* [The problem] Copy out the email thread below, word for word, from its first line to its last.

* [Text to read]
I see, thanks for the clarification.

Best,
Bobby

Bobby Eshleman April 16, 2023, 6:57 a.m. UTC | #3

On Wed, May 03, 2023 at 09:38:50AM +0200, Stefano Garzarella wrote:
> On Sun, Apr 16, 2023 at 04:49:00AM +0000, Bobby Eshleman wrote:
> > On Tue, May 02, 2023 at 04:14:18PM -0400, Stefan Hajnoczi wrote:
> > > On Tue, May 02, 2023 at 10:44:04AM -0700, Cong Wang wrote:
> > > > From: Cong Wang <cong.wang@bytedance.com>
> > > >
> > > > When virtqueue_add_sgs() fails, the skb is put back to send queue,
> > > > we should not deliver the copy to tap device in this case. So we
> > > > need to move virtio_transport_deliver_tap_pkt() down after all
> > > > possible failures.
> > > >
> > > > Fixes: 82dfb540aeb2 ("VSOCK: Add virtio vsock vsockmon hooks")
> > > > Cc: Stefan Hajnoczi <stefanha@redhat.com>
> > > > Cc: Stefano Garzarella <sgarzare@redhat.com>
> > > > Cc: Bobby Eshleman <bobby.eshleman@bytedance.com>
> > > > Signed-off-by: Cong Wang <cong.wang@bytedance.com>
> > > > ---
> > > >  net/vmw_vsock/virtio_transport.c | 5 ++---
> > > >  1 file changed, 2 insertions(+), 3 deletions(-)

* [Entries supplied]
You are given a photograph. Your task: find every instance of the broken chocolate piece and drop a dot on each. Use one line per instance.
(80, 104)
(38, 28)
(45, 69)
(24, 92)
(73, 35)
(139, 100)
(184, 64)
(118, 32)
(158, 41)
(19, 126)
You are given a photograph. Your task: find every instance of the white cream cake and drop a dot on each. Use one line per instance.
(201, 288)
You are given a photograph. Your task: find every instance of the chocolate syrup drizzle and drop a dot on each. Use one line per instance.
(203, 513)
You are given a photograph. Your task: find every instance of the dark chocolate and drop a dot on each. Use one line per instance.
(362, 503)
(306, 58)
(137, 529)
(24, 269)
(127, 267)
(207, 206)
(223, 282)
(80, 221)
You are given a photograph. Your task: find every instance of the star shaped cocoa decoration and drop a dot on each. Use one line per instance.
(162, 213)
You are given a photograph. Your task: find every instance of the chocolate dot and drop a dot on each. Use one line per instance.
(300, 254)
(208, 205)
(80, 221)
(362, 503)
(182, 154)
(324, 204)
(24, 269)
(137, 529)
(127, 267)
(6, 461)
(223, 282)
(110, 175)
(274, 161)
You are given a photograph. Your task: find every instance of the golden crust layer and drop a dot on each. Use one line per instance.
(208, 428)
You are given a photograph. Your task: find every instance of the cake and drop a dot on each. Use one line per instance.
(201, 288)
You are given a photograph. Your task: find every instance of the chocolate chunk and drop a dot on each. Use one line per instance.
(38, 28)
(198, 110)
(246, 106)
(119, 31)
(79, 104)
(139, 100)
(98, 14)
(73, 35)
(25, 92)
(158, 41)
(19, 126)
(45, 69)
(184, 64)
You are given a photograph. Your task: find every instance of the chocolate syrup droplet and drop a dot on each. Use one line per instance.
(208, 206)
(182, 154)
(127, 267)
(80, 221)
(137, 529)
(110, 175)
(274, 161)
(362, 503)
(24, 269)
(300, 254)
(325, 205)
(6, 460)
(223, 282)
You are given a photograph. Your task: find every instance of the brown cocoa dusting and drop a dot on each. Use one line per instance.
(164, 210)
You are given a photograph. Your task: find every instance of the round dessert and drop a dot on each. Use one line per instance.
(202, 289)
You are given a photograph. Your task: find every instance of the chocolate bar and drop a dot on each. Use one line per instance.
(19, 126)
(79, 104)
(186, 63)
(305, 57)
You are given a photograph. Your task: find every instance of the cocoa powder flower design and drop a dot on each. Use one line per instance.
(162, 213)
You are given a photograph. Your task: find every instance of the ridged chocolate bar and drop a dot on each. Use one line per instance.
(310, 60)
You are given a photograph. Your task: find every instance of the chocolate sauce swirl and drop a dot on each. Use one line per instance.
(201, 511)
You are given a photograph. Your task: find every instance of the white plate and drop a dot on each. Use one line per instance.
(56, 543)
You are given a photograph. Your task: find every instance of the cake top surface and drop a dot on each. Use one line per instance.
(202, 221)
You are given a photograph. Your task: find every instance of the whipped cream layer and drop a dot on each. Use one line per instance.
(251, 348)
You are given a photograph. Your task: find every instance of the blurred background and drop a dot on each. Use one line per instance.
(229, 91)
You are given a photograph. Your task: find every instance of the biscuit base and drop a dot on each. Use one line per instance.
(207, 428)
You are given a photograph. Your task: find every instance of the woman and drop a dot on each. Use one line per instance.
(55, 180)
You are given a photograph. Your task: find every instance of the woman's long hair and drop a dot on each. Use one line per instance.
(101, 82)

* [Reply]
I see, thanks for the clarification.

Best,
Bobby

Bobby Eshleman April 16, 2023, 6:57 a.m. UTC | #3

On Wed, May 03, 2023 at 09:38:50AM +0200, Stefano Garzarella wrote:
> On Sun, Apr 16, 2023 at 04:49:00AM +0000, Bobby Eshleman wrote:
> > On Tue, May 02, 2023 at 04:14:18PM -0400, Stefan Hajnoczi wrote:
> > > On Tue, May 02, 2023 at 10:44:04AM -0700, Cong Wang wrote:
> > > > From: Cong Wang <cong.wang@bytedance.com>
> > > >
> > > > When virtqueue_add_sgs() fails, the skb is put back to send queue,
> > > > we should not deliver the copy to tap device in this case. So we
> > > > need to move virtio_transport_deliver_tap_pkt() down after all
> > > > possible failures.
> > > >
> > > > Fixes: 82dfb540aeb2 ("VSOCK: Add virtio vsock vsockmon hooks")
> > > > Cc: Stefan Hajnoczi <stefanha@redhat.com>
> > > > Cc: Stefano Garzarella <sgarzare@redhat.com>
> > > > Cc: Bobby Eshleman <bobby.eshleman@bytedance.com>
> > > > Signed-off-by: Cong Wang <cong.wang@bytedance.com>
> > > > ---
> > > >  net/vmw_vsock/virtio_transport.c | 5 ++---
> > > >  1 file changed, 2 insertions(+), 3 deletions(-)